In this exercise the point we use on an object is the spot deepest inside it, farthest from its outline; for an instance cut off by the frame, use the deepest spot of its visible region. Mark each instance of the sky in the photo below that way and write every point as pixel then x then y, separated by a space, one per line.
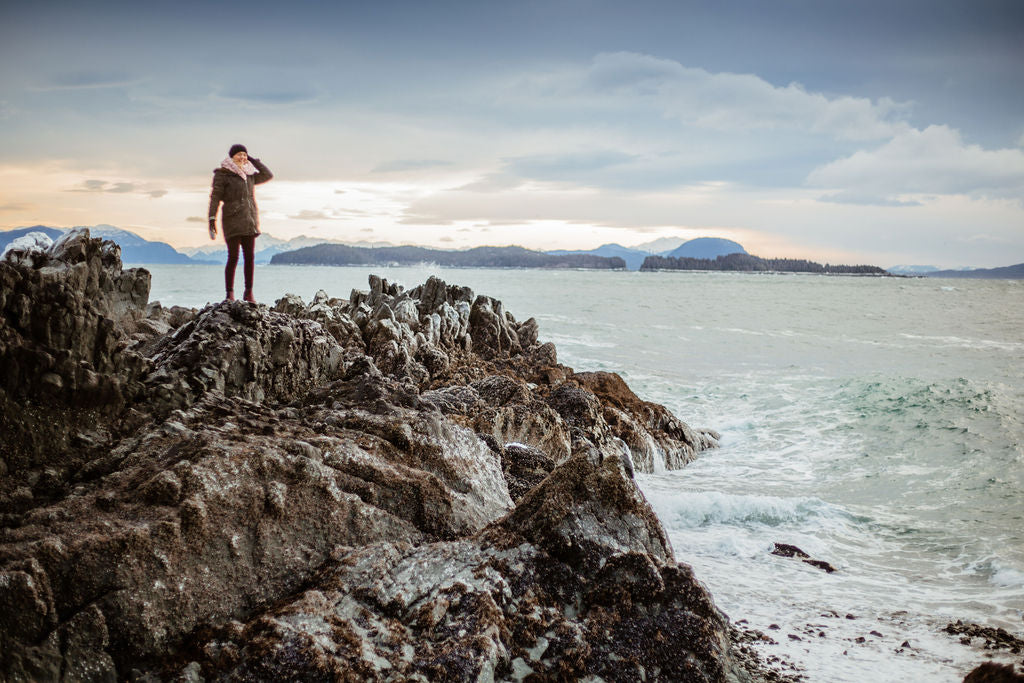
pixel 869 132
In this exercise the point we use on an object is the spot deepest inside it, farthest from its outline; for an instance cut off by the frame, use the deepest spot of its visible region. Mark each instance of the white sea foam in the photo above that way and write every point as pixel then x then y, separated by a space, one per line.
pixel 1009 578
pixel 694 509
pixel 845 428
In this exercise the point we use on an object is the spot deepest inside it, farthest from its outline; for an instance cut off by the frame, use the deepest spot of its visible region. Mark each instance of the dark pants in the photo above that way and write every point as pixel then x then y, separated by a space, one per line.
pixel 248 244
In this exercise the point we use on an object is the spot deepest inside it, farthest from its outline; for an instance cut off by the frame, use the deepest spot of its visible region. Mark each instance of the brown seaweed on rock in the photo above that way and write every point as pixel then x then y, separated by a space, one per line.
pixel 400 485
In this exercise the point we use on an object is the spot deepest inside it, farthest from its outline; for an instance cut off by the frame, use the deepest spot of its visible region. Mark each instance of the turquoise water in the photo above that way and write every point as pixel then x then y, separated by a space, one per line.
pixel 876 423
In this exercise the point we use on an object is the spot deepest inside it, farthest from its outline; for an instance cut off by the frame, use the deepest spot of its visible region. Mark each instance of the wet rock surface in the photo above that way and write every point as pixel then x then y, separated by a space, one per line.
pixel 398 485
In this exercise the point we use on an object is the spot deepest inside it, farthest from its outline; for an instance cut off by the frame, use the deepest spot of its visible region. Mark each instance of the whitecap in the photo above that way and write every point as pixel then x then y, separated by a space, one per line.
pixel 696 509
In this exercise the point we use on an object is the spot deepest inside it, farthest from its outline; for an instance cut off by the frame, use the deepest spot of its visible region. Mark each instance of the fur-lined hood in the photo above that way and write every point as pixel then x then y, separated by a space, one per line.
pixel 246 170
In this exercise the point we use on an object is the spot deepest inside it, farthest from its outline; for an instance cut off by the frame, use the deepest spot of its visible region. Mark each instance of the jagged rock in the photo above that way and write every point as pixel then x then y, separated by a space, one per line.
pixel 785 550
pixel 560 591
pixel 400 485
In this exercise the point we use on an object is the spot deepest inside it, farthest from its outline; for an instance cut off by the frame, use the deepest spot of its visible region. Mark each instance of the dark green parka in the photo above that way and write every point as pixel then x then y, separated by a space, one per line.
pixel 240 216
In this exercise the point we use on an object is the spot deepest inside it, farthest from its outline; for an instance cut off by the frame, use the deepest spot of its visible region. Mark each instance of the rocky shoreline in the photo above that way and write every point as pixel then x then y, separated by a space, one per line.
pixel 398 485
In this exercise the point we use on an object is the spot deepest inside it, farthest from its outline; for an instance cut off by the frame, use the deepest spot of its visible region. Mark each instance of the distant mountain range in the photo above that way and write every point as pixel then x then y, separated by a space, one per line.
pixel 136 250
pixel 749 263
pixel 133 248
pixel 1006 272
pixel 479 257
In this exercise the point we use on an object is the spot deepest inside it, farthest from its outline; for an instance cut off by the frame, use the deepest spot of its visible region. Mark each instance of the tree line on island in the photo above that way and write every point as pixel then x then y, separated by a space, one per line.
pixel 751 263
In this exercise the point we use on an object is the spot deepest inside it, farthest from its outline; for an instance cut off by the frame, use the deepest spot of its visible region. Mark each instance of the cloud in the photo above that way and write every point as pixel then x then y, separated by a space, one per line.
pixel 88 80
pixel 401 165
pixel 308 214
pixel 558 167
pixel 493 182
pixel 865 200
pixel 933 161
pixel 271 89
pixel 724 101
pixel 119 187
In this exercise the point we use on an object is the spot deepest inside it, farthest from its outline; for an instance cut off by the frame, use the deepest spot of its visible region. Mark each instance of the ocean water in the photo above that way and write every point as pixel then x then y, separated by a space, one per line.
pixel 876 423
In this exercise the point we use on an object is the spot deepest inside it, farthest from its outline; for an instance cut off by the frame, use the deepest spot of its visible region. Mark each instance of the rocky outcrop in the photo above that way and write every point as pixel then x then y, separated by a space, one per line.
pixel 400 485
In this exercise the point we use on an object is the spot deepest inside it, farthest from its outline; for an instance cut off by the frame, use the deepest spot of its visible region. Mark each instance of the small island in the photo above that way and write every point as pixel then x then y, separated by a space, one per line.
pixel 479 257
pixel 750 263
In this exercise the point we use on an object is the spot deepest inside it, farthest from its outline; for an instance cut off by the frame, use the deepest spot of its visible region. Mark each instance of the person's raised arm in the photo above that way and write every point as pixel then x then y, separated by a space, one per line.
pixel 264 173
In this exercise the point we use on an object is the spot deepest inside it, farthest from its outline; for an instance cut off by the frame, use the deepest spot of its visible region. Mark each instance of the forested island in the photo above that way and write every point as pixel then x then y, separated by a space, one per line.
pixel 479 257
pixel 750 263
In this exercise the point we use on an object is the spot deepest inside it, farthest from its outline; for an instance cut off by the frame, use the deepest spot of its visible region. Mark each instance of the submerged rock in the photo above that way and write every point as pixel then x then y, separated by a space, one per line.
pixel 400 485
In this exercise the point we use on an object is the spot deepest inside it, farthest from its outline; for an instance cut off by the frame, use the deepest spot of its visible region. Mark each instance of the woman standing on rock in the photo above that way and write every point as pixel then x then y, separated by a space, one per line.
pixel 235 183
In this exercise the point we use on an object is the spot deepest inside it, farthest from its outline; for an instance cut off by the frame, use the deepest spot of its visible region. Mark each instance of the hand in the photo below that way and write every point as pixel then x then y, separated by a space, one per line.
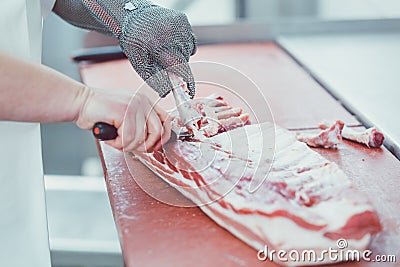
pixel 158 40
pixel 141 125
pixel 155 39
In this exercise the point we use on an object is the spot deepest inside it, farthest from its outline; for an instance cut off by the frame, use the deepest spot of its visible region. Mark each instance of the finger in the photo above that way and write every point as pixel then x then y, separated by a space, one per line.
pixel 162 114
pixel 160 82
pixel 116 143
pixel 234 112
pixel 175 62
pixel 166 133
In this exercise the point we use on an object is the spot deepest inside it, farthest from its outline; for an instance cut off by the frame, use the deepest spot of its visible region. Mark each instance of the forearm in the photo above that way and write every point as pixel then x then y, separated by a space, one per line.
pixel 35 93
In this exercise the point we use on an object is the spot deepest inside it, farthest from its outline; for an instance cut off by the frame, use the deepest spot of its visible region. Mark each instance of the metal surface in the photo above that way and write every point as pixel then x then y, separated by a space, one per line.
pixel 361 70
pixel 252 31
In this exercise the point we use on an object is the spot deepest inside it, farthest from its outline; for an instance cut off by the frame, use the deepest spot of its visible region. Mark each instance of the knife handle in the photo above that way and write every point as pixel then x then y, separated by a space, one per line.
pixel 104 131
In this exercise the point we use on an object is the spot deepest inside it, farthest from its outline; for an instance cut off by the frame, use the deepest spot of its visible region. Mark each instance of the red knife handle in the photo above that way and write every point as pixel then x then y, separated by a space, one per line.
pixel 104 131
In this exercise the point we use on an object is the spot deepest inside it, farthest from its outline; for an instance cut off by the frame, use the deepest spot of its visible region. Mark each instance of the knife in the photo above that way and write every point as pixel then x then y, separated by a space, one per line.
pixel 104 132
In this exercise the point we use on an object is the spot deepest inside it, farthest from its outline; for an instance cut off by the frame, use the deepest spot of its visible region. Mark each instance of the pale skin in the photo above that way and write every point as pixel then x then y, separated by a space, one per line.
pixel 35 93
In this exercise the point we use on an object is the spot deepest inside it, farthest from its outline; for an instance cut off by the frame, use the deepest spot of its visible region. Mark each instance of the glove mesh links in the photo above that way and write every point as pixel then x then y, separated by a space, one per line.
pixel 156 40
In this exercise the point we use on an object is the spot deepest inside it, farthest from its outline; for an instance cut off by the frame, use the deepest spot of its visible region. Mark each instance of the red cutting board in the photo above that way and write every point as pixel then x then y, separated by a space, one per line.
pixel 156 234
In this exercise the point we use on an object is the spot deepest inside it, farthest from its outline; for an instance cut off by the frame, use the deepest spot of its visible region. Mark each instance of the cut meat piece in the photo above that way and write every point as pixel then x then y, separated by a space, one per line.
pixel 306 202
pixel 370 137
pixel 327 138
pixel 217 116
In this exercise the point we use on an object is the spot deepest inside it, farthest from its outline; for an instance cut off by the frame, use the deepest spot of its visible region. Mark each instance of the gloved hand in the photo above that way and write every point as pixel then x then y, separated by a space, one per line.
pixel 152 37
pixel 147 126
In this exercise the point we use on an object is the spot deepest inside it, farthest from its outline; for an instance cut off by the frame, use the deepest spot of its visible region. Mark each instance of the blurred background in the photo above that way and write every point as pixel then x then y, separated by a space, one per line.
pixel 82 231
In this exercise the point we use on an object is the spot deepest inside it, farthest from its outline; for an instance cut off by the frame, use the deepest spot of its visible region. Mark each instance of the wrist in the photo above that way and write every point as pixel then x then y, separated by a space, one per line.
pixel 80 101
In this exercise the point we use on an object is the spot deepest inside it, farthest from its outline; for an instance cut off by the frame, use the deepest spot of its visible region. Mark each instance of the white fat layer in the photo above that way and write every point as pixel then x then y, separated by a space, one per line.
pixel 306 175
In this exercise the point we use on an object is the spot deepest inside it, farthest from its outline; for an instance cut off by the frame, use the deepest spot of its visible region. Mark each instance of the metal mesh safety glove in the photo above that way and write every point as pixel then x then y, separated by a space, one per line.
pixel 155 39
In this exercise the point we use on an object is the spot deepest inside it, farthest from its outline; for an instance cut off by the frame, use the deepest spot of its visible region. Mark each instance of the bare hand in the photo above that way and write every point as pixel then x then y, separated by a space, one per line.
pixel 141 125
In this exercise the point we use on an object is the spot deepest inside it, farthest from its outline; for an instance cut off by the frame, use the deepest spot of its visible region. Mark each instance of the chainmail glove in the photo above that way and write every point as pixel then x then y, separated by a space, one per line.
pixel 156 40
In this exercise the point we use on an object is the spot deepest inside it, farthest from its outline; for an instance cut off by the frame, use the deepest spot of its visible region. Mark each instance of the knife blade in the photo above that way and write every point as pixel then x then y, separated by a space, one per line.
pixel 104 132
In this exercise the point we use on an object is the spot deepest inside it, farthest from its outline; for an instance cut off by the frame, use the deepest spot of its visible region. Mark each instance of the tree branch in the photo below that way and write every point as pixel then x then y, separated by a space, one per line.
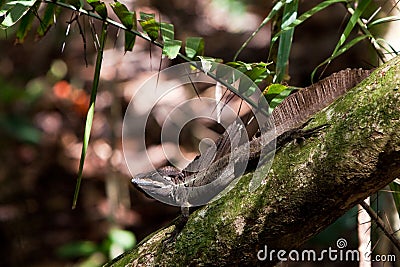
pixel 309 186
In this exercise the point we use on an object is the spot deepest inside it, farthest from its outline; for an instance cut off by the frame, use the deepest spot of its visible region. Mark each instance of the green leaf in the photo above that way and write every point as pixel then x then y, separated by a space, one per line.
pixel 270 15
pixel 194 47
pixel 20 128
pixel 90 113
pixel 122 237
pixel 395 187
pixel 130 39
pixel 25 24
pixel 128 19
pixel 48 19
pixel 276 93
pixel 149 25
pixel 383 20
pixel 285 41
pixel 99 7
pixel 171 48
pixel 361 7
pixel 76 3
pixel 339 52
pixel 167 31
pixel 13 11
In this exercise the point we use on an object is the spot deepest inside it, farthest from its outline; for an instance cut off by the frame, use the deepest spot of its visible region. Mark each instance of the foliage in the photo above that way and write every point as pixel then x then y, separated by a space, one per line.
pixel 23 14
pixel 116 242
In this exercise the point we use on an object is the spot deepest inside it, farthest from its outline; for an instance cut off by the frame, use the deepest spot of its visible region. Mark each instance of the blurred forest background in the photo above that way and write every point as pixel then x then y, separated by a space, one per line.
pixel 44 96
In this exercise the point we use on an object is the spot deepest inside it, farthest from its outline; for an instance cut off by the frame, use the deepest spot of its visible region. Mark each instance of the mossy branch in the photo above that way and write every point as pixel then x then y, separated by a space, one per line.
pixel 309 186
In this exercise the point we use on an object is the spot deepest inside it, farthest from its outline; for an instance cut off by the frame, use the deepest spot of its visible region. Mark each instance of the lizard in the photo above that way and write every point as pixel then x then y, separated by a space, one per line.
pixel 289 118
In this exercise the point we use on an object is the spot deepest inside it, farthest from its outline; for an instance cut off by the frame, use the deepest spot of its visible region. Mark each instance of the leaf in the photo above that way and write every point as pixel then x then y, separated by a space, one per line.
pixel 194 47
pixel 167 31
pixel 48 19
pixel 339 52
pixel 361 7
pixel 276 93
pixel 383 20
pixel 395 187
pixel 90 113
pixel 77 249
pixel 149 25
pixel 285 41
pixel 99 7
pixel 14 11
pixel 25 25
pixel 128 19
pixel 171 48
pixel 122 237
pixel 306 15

What you have to do:
Rewrite the part that opens with the line containing "of the finger" and closes with the line containing "pixel 166 133", putting "edge" where "outline" appears and leaving everything else unchanged.

Correct output:
In this exercise the point we use on an object is the spot deepest inside it, farthest from its edge; for an instance cut off by the frame, use the deepest spot of its visible region. Mark each instance of the finger in the photo above that way and write every point as pixel then x then y, separated by a space, one per line.
pixel 162 114
pixel 160 82
pixel 116 143
pixel 234 112
pixel 175 62
pixel 166 133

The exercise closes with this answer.